### DIRECTIVE
Rename "bbox-locate" to "find-box" everywhere in the data below, leaving every other line untouched. Reproduce all of the data but omit the pictures.

'''

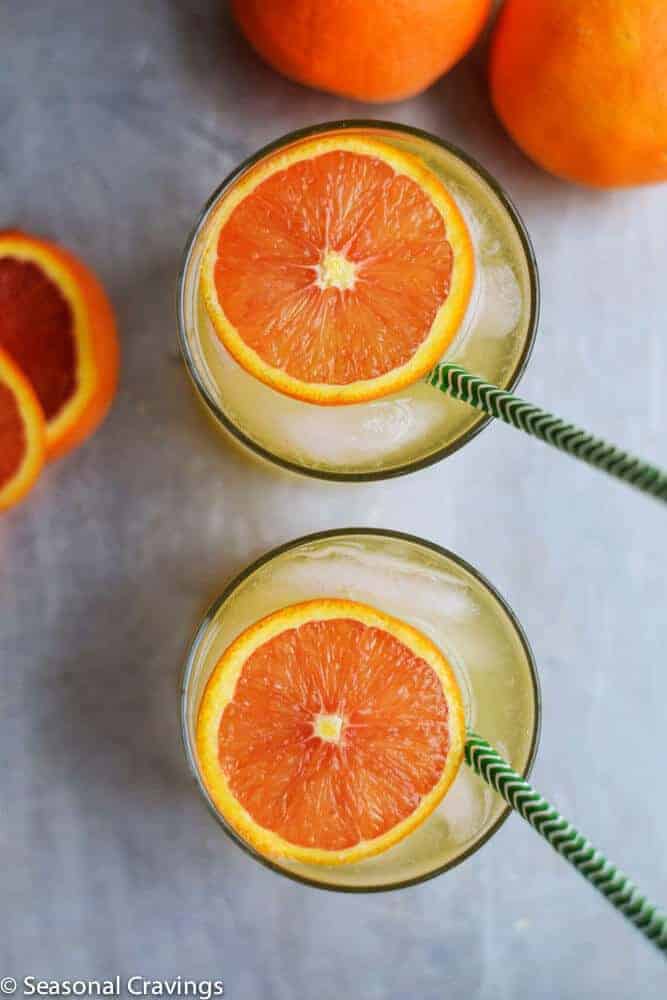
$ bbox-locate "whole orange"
[233,0,491,101]
[490,0,667,187]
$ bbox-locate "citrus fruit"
[0,231,118,458]
[233,0,491,101]
[201,135,474,404]
[0,350,46,510]
[490,0,667,187]
[197,598,464,864]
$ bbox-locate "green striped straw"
[426,362,667,501]
[465,732,667,953]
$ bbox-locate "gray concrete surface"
[0,0,667,1000]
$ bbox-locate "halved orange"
[201,135,474,404]
[0,231,118,458]
[0,350,46,510]
[197,598,464,865]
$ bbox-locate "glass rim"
[179,527,542,893]
[176,118,540,483]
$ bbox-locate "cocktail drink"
[179,122,538,479]
[182,529,539,891]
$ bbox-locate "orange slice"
[197,598,464,865]
[201,136,474,404]
[0,231,118,458]
[0,351,46,510]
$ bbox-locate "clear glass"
[178,121,539,480]
[181,528,540,892]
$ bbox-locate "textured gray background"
[0,0,667,1000]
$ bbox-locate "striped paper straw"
[465,732,667,953]
[426,362,667,501]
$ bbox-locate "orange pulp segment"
[0,231,118,458]
[197,598,464,865]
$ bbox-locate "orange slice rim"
[200,135,475,405]
[0,350,46,511]
[196,598,465,865]
[0,230,119,459]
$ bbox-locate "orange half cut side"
[0,350,46,511]
[0,231,118,458]
[196,598,465,865]
[201,136,475,405]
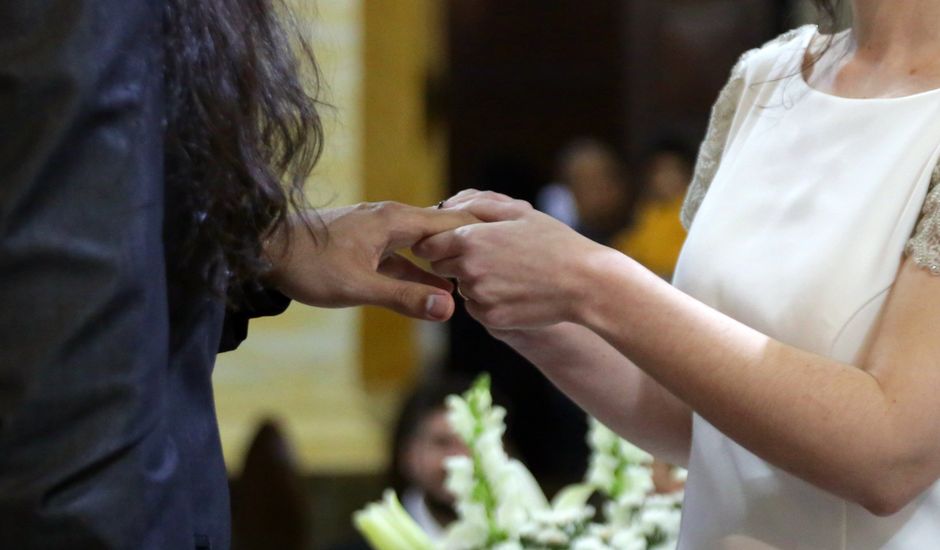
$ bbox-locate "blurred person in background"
[333,375,513,550]
[536,138,633,244]
[612,140,695,280]
[416,0,940,550]
[0,0,472,550]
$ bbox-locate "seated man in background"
[334,376,511,550]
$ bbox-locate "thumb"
[363,273,455,321]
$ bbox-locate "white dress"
[674,26,940,550]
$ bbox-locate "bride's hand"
[266,202,478,321]
[414,190,609,328]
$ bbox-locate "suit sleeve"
[0,0,192,548]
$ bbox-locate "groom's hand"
[265,202,479,321]
[413,190,609,330]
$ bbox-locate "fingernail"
[424,294,450,321]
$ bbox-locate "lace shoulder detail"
[680,25,816,230]
[679,59,748,231]
[904,163,940,275]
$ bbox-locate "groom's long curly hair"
[163,0,323,295]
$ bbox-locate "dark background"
[440,0,797,492]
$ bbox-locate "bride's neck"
[852,0,940,62]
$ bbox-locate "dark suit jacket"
[0,0,286,550]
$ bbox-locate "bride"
[416,0,940,550]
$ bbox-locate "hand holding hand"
[266,202,478,321]
[413,190,608,331]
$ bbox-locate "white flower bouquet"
[353,375,682,550]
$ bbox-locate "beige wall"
[214,0,442,473]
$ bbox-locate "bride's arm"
[493,323,692,466]
[420,195,940,515]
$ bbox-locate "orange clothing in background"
[611,196,685,278]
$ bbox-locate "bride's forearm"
[576,250,929,513]
[499,323,692,466]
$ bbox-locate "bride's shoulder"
[732,25,818,80]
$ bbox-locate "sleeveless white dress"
[674,26,940,550]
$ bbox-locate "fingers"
[377,203,480,250]
[441,189,515,208]
[379,254,454,293]
[362,273,455,321]
[411,228,471,264]
[444,198,532,222]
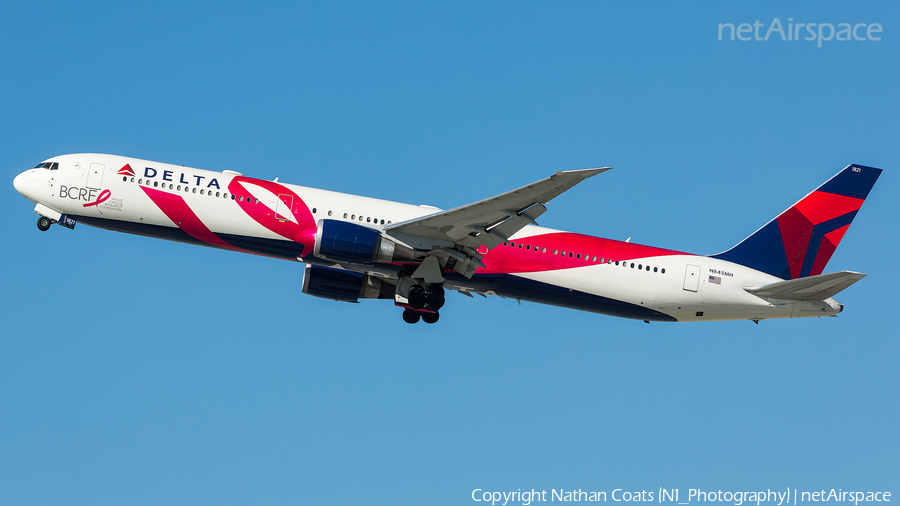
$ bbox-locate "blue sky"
[0,1,900,504]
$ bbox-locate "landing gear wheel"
[403,309,420,323]
[38,216,53,232]
[407,286,425,308]
[426,288,444,309]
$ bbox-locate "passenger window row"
[503,241,666,274]
[342,211,391,225]
[122,176,259,204]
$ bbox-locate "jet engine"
[313,220,415,264]
[303,264,395,302]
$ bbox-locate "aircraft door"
[85,163,105,190]
[684,264,700,292]
[275,193,294,221]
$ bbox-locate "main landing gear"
[403,285,445,324]
[38,216,53,232]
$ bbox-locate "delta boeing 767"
[14,154,881,323]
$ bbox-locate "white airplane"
[13,154,881,323]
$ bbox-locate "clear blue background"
[0,1,900,504]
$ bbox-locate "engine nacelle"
[303,264,394,302]
[313,220,415,264]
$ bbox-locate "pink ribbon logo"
[83,190,112,214]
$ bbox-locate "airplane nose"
[13,170,31,197]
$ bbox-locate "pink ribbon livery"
[83,190,112,214]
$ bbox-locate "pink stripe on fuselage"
[141,186,252,253]
[475,232,690,274]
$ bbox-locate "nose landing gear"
[38,216,53,232]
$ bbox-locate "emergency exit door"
[684,265,700,292]
[85,163,104,190]
[275,193,294,221]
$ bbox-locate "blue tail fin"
[711,164,881,279]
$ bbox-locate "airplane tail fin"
[710,164,881,280]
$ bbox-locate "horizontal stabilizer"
[744,271,866,300]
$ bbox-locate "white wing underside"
[744,271,866,300]
[385,167,610,250]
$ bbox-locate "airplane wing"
[744,271,866,300]
[384,167,610,282]
[385,167,610,249]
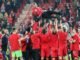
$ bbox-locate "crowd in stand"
[0,0,80,60]
[0,0,24,31]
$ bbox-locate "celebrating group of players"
[9,19,80,60]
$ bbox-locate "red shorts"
[72,51,78,58]
[58,46,67,56]
[41,46,50,57]
[51,47,58,57]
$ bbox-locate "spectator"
[1,3,5,15]
[2,29,8,60]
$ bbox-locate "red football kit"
[72,34,79,57]
[21,40,27,52]
[58,31,67,56]
[32,22,38,30]
[49,33,58,57]
[31,33,40,49]
[32,7,42,16]
[9,34,20,51]
[40,34,50,57]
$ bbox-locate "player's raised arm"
[54,18,58,32]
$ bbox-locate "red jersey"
[8,17,12,24]
[31,33,40,49]
[50,33,58,48]
[32,7,42,16]
[21,40,27,52]
[58,31,67,47]
[32,22,38,30]
[9,34,20,51]
[40,33,50,45]
[72,34,79,50]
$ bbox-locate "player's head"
[42,29,47,34]
[51,27,57,34]
[2,29,9,34]
[13,28,18,34]
[71,28,76,36]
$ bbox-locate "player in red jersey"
[58,21,67,60]
[31,31,40,60]
[49,29,58,60]
[40,29,50,60]
[71,28,79,60]
[9,29,23,60]
[32,5,43,21]
[48,21,58,60]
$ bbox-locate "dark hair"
[42,29,46,34]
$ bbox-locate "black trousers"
[32,49,40,60]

'''

### EXERCISE OUTPUT
$ find-box "whole orange"
[233,0,491,101]
[490,0,667,187]
$ find-box "citrus fruit"
[0,231,118,458]
[233,0,491,101]
[201,135,474,404]
[0,350,46,510]
[490,0,667,187]
[197,598,464,864]
$ find-box "green striped straw"
[426,362,667,501]
[465,732,667,953]
$ find-box "gray concrete surface"
[0,0,667,1000]
$ find-box "halved orange"
[201,135,474,404]
[0,231,118,458]
[0,350,46,510]
[197,598,464,865]
$ find-box "glass rim"
[179,527,542,893]
[176,118,540,483]
$ find-box "cocktail drink"
[179,122,538,479]
[182,529,539,891]
$ find-box "orange slice"
[197,598,464,865]
[201,136,474,404]
[0,231,118,458]
[0,351,46,510]
$ find-box "clear glass"
[178,121,539,480]
[181,528,540,892]
$ find-box "textured gray background"
[0,0,667,1000]
$ find-box "striped paper straw"
[465,732,667,953]
[426,362,667,501]
$ find-box "orange pulp segment"
[0,231,118,458]
[197,598,464,865]
$ find-box "orange slice rim"
[200,135,475,405]
[0,350,46,511]
[196,598,465,865]
[0,230,119,459]
$ find-box "orange half cut side"
[0,350,46,511]
[0,231,118,458]
[196,598,465,865]
[201,136,475,405]
$ find-box "blurred person in background"
[333,375,513,550]
[536,138,633,244]
[612,140,695,280]
[416,0,940,550]
[0,0,472,550]
$ find-box "seated man in background"
[334,376,511,550]
$ find-box "thumb"
[363,273,455,321]
$ find-box "white dress"
[674,26,940,550]
$ find-box "bride's hand"
[266,202,478,321]
[414,190,609,328]
$ find-box "suit sleeve"
[0,0,192,548]
$ find-box "groom's hand"
[265,202,479,321]
[413,190,609,330]
$ find-box "fingernail"
[424,294,450,321]
$ find-box "lace shoulder detail"
[680,25,816,230]
[679,59,748,231]
[904,163,940,275]
$ find-box "groom's long curly hair"
[163,0,323,295]
$ find-box "dark background"
[440,0,797,492]
$ find-box "bride's neck"
[852,0,940,62]
$ find-box "dark suit jacket"
[0,0,286,550]
$ find-box "bride"
[416,0,940,550]
$ find-box "hand holding hand"
[266,202,478,321]
[413,190,608,331]
$ find-box "white flower bouquet"
[353,375,682,550]
$ find-box "beige wall"
[214,0,442,473]
$ find-box "bride's arm"
[493,323,692,466]
[420,195,940,515]
$ find-box "orange clothing in background"
[611,196,685,278]
$ find-box "bride's forearm"
[576,250,929,513]
[499,323,692,466]
$ find-box "bride's shoulder"
[732,25,818,80]
$ find-box "sleeveless white dress"
[674,26,940,550]
$ find-box "fingers"
[377,203,480,250]
[441,189,515,208]
[379,254,454,293]
[362,273,455,321]
[411,228,471,264]
[444,198,532,222]
$ find-box "blue sky"
[0,1,900,504]
$ find-box "landing gear wheel"
[403,309,420,323]
[38,216,53,232]
[407,286,425,308]
[426,288,444,309]
$ find-box "passenger window row"
[503,241,666,274]
[342,211,391,225]
[122,176,259,204]
$ find-box "jet engine"
[313,220,415,264]
[303,264,395,302]
$ find-box "aircraft door"
[85,163,105,190]
[684,264,700,292]
[275,193,294,221]
$ find-box "main landing gear"
[403,285,445,324]
[38,216,53,232]
$ find-box "delta boeing 767"
[14,154,881,323]
$ find-box "white airplane"
[13,154,881,323]
$ find-box "clear blue background"
[0,1,900,504]
$ find-box "engine nacelle"
[303,264,394,302]
[313,220,415,264]
$ find-box "pink ribbon logo"
[83,190,112,214]
$ find-box "airplane nose"
[13,170,31,197]
$ find-box "pink ribbon livery"
[83,190,112,214]
$ find-box "pink stripe on fuselage"
[141,186,252,253]
[475,232,690,274]
$ find-box "nose landing gear"
[38,216,53,232]
$ find-box "emergency exit door"
[684,265,700,292]
[85,163,104,190]
[275,193,294,221]
$ find-box "blue tail fin"
[711,164,881,279]
$ find-box "airplane tail fin"
[710,164,881,280]
$ find-box "horizontal stabilizer"
[744,271,866,300]
$ find-box "white wing underside"
[744,271,866,300]
[385,167,610,250]
$ find-box "airplane wing"
[744,271,866,300]
[384,167,610,282]
[385,167,610,249]
$ find-box "crowd in stand"
[0,0,80,60]
[0,0,24,31]
$ find-box "celebrating group of players"
[9,19,80,60]
$ find-box "red shorts"
[72,51,78,58]
[58,46,67,56]
[41,46,50,57]
[51,47,58,57]
$ find-box "spectator"
[1,3,5,15]
[2,29,8,60]
$ find-box "red football kit"
[72,34,79,57]
[21,40,27,52]
[58,31,67,56]
[32,22,38,30]
[49,33,58,57]
[31,33,40,49]
[32,7,42,16]
[9,34,20,51]
[40,34,50,57]
$ find-box "player's raised arm"
[54,18,58,32]
$ find-box "red jersey"
[8,17,12,24]
[31,33,40,49]
[50,33,58,48]
[32,7,42,16]
[21,40,27,52]
[58,31,67,47]
[32,22,38,30]
[9,34,20,51]
[40,33,50,45]
[72,34,79,50]
$ find-box "player's head"
[42,29,47,34]
[51,27,57,34]
[2,29,9,34]
[13,28,18,34]
[71,28,76,36]
$ find-box "player in red jersey"
[58,21,67,60]
[31,31,40,60]
[49,29,58,60]
[40,29,50,60]
[71,28,79,60]
[9,29,23,60]
[32,5,43,21]
[48,21,58,60]
$ find-box "dark hair"
[42,29,46,34]
$ find-box "black trousers"
[32,49,40,60]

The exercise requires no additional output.